The IABPFF also celebrates and recognizes our leadership as an organization who had the courage and vision to “speak truth to power”
over the many decades we “kept the fire burning for Justice” to quote Capt. David J. Floyd, the IABPFF founding president.

==Consent decrees==
In cities where black residents came to achieve an absolute political majority—such as Baltimore, Newark, Gary, Cleveland, and Washington, D.C.—threats of lawsuits forced the integration of those fire departments. Integration and black and minority hiring in those cities, while stormy, went ahead. The IABFF played a role in the lawsuits that dotted the landscape in the 70's and 80's.

Once chapters were organized around the country, legal avenues were opened to force diversity. In other cities, integration of the fire services were not the case, notably Boston ('75), Birmingham ('81), Miami ('77), Memphis ('74, '80), San Francisco ('70), Chicago, Omaha, Austin, St. Louis ('75), Hartford and Los Angeles ('74); where consent decrees forced "quotas" to be imposed in hiring firefighters to mostly white departments due to a lack of political capital to properly integrate them. This political isolation of African Americans during the era of fiscal austerity in the 1970s was a direct cause of the elimination of the gains made in fire service up until then by African Americans and minorities.

As the consent decrees were implemented, fiscal cutbacks forced those last hired to be fired in deference to seniority rules, prompting a new round of lawsuits. Boston suffered from the imposition of a state tax law derived from "Proposition 2½", which caused the elimination of some 200 black firefighters until the layoffs were reversed by funds directly acquired by the city to re-hire them. New York City used the 1975 fiscal crisis to not proceed with court-ordered hiring of black firefighters as a result of a ruling in a 1973 lawsuit filed by the Vulcan Society.

# # # # #

PROBLEMS TO SOLVE:
1. Update the passage on consent decrees from "As the consent" to "the Vulcan Society.", swapping "fiscal cutbacks" for "budget cuts".
2. According to the passage on consent decrees, what caused the elimination of some 200 black firefighters in Boston?

# # # # #

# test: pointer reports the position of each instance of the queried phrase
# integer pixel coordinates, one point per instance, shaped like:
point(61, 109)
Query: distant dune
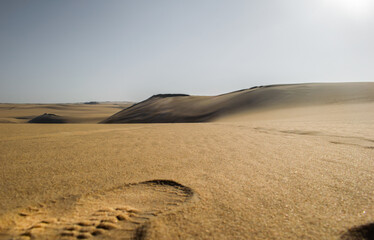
point(174, 108)
point(89, 112)
point(48, 118)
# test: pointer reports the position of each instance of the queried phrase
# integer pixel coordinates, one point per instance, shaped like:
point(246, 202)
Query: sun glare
point(352, 8)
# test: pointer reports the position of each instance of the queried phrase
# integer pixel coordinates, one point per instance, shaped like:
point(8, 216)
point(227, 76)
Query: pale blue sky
point(89, 50)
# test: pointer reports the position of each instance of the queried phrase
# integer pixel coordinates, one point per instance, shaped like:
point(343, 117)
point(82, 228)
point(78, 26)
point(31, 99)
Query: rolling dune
point(279, 162)
point(174, 109)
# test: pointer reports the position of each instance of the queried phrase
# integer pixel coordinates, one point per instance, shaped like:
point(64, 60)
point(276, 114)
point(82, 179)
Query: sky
point(122, 50)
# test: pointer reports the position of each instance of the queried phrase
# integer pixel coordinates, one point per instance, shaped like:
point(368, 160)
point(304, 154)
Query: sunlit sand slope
point(169, 109)
point(67, 113)
point(292, 173)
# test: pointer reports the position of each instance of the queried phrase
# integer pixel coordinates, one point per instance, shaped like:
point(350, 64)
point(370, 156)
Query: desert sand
point(70, 113)
point(292, 171)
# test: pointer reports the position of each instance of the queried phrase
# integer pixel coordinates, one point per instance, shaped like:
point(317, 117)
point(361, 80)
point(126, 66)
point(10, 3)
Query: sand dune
point(274, 169)
point(71, 113)
point(171, 108)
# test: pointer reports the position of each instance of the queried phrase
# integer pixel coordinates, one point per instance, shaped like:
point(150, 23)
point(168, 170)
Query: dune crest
point(179, 108)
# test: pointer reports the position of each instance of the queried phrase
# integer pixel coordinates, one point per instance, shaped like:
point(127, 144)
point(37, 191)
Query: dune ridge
point(184, 108)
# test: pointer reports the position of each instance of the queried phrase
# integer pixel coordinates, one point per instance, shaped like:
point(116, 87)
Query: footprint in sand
point(120, 213)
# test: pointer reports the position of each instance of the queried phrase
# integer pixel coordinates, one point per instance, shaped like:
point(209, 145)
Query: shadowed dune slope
point(48, 118)
point(170, 108)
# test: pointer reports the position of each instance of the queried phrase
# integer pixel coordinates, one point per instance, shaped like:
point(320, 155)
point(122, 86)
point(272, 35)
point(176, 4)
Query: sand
point(70, 113)
point(290, 173)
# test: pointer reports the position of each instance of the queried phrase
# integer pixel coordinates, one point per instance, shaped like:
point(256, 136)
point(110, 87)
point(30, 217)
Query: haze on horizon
point(74, 51)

# # # # #

TASK RESULTS:
1.
As the consent decrees were implemented, budget cuts forced those last hired to be fired in deference to seniority rules, prompting a new round of lawsuits. Boston suffered from the imposition of a state tax law derived from "Proposition 2½", which caused the elimination of some 200 black firefighters until the layoffs were reversed by funds directly acquired by the city to re-hire them. New York City used the 1975 fiscal crisis to not proceed with court-ordered hiring of black firefighters as a result of a ruling in a 1973 lawsuit filed by the Vulcan Society.

2. A state tax law derived from "Proposition 2½" caused it.